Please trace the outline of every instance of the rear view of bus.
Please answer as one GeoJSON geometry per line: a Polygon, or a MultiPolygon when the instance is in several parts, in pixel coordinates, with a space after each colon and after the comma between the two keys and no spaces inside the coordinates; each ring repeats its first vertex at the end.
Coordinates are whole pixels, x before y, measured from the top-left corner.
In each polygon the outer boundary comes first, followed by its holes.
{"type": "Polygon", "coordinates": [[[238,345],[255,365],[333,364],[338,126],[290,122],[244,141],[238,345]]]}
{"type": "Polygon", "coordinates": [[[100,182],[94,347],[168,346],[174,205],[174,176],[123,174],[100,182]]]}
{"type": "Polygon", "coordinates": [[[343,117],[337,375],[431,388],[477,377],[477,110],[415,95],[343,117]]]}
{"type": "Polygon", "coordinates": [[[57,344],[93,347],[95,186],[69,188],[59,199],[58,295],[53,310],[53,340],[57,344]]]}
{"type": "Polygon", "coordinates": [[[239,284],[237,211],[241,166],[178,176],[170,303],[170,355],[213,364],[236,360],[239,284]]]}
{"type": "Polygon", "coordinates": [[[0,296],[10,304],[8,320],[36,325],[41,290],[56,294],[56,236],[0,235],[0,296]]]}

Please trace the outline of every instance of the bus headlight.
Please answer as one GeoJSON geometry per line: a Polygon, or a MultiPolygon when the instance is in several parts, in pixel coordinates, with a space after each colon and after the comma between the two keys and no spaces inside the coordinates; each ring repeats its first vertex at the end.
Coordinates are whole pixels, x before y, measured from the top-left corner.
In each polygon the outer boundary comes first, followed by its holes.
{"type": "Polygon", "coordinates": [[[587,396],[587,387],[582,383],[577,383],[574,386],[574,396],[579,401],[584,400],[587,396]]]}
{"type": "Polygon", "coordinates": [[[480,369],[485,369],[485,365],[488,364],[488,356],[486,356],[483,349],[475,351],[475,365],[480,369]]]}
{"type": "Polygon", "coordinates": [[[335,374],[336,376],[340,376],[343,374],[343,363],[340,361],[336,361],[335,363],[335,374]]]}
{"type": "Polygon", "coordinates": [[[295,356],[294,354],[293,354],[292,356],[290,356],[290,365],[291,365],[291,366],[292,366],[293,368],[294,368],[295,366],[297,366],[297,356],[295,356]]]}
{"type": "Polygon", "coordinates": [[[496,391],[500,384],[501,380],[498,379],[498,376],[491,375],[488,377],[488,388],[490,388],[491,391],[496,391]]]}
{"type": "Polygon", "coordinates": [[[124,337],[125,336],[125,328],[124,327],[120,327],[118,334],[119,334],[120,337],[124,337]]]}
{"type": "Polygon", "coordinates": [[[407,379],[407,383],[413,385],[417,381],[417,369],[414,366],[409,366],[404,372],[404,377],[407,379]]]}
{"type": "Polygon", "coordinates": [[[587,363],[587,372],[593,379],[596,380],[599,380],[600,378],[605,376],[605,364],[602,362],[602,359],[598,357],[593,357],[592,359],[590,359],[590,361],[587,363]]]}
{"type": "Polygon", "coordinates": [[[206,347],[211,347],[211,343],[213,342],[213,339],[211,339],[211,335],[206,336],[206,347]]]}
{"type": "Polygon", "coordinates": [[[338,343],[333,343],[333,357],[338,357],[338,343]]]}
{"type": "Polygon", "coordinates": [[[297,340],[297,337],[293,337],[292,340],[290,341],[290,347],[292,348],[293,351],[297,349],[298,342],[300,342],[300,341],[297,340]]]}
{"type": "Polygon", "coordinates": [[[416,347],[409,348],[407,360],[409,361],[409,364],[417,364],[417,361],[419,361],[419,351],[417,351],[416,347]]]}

• [Problem statement]: What is needed is an exact transcription of all the data.

• [Answer area]:
Please trace the outline of every instance of the rear view of bus.
Please answer as one GeoJSON geometry per line: a Polygon, or a MultiPolygon when the instance is in several parts, in pixel coordinates, with a space after each colon and after the comma between the two keys and no spaces inside the coordinates; each ring repeats its first vertex at the end.
Coordinates are whole pixels, x before y, measured from the top-left corner.
In each polygon the outer boundary comes first, followed by its holes.
{"type": "Polygon", "coordinates": [[[238,345],[255,365],[333,364],[338,126],[290,122],[244,141],[238,345]]]}
{"type": "Polygon", "coordinates": [[[100,182],[94,347],[168,346],[174,205],[174,176],[123,174],[100,182]]]}
{"type": "Polygon", "coordinates": [[[343,117],[337,375],[431,388],[477,377],[477,110],[415,95],[343,117]]]}
{"type": "Polygon", "coordinates": [[[57,344],[93,347],[95,186],[69,188],[59,199],[58,295],[53,310],[53,340],[57,344]]]}
{"type": "Polygon", "coordinates": [[[239,284],[237,211],[241,166],[178,176],[170,303],[170,355],[213,364],[236,360],[239,284]]]}
{"type": "Polygon", "coordinates": [[[0,296],[10,304],[8,320],[36,325],[41,290],[56,294],[56,236],[0,235],[0,296]]]}

Please trace the outline of every instance of the bus headlight.
Please answer as one GeoJSON geometry per line: a Polygon, or a MultiPolygon when the instance is in several parts, in pixel coordinates, with a space after each colon and after the comma between the two keys and no spaces inside the coordinates; each ring repeats its first vertex at the end.
Coordinates are whole pixels, x before y, measured from the top-left corner.
In each polygon the outer boundary comes first, followed by its holes.
{"type": "Polygon", "coordinates": [[[587,396],[587,387],[582,383],[577,383],[574,386],[574,396],[579,401],[584,400],[587,396]]]}
{"type": "Polygon", "coordinates": [[[480,369],[485,369],[485,365],[488,364],[488,356],[486,356],[483,349],[475,351],[475,365],[480,369]]]}
{"type": "Polygon", "coordinates": [[[335,374],[336,376],[340,376],[343,374],[343,363],[340,361],[336,361],[335,363],[335,374]]]}
{"type": "Polygon", "coordinates": [[[295,356],[294,354],[293,354],[292,356],[290,356],[290,365],[291,365],[291,366],[292,366],[293,368],[294,368],[295,366],[297,366],[297,356],[295,356]]]}
{"type": "Polygon", "coordinates": [[[496,391],[500,384],[501,380],[498,379],[498,376],[491,375],[488,377],[488,388],[490,388],[491,391],[496,391]]]}
{"type": "Polygon", "coordinates": [[[124,337],[125,336],[125,328],[124,327],[120,327],[118,334],[119,334],[120,337],[124,337]]]}
{"type": "Polygon", "coordinates": [[[407,379],[407,383],[413,385],[417,381],[417,369],[414,366],[409,366],[404,372],[404,377],[407,379]]]}
{"type": "Polygon", "coordinates": [[[587,363],[587,372],[593,379],[596,380],[599,380],[600,378],[605,376],[605,364],[602,362],[602,359],[598,357],[593,357],[592,359],[590,359],[590,361],[587,363]]]}
{"type": "Polygon", "coordinates": [[[206,347],[211,347],[211,343],[213,342],[213,339],[211,339],[211,335],[206,336],[206,347]]]}
{"type": "Polygon", "coordinates": [[[338,343],[333,343],[333,357],[338,357],[338,343]]]}
{"type": "Polygon", "coordinates": [[[297,340],[297,337],[293,337],[292,340],[290,341],[290,347],[292,348],[293,351],[297,349],[298,342],[300,342],[300,341],[297,340]]]}
{"type": "Polygon", "coordinates": [[[416,347],[409,348],[407,360],[409,361],[409,364],[417,364],[417,361],[419,361],[419,351],[417,351],[416,347]]]}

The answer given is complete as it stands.